**Work instructions:** Give all of the records again precisely, excluding whatever pictures they contain.

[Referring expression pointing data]

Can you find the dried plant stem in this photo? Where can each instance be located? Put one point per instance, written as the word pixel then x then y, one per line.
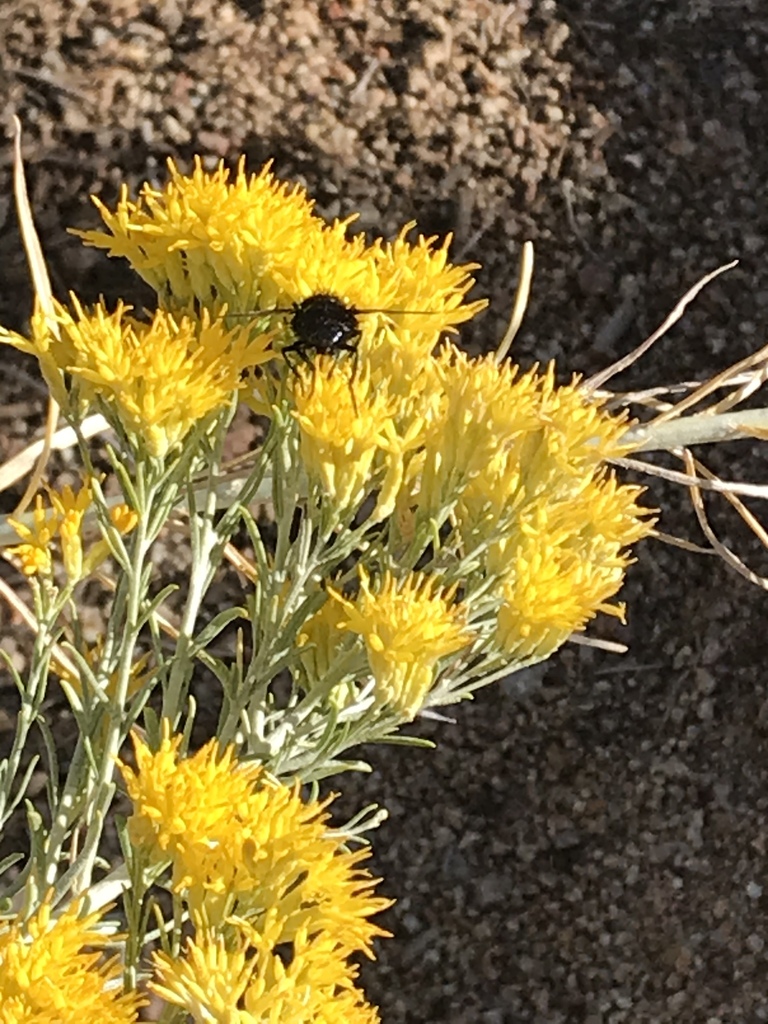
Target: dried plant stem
pixel 702 429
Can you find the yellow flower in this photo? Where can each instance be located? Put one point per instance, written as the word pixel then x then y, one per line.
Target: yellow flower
pixel 347 436
pixel 53 970
pixel 64 522
pixel 204 240
pixel 156 379
pixel 407 626
pixel 236 839
pixel 35 553
pixel 564 564
pixel 312 985
pixel 254 244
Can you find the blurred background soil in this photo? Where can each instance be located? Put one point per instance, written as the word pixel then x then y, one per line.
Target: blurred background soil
pixel 587 844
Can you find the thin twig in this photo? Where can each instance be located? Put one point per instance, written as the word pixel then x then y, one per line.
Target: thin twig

**Output of the exercise:**
Can you find the dried plant stem in this photo? Where can each instance be located? Put one point per instance, written as the word pixel then x then y, one per line.
Target: dried plant stem
pixel 702 429
Can you find the yellow flower in this photo? Where can each instance be located? Put one point per instance, written as the word pixel then x then y, one per line.
Target: yellow flower
pixel 347 436
pixel 53 970
pixel 64 522
pixel 204 240
pixel 156 379
pixel 407 626
pixel 236 839
pixel 35 553
pixel 564 564
pixel 312 985
pixel 254 244
Can you find the blurred background soil in this photo? Where can each instance be located? Put one point per instance, written as the word pixel then x then y, one per line.
Target: blurred background soil
pixel 587 844
Can you find the thin twig in this photo? Where can each instance be located? Put one point per instance, written as the word pixel then x then y, one per line.
Target: thin twig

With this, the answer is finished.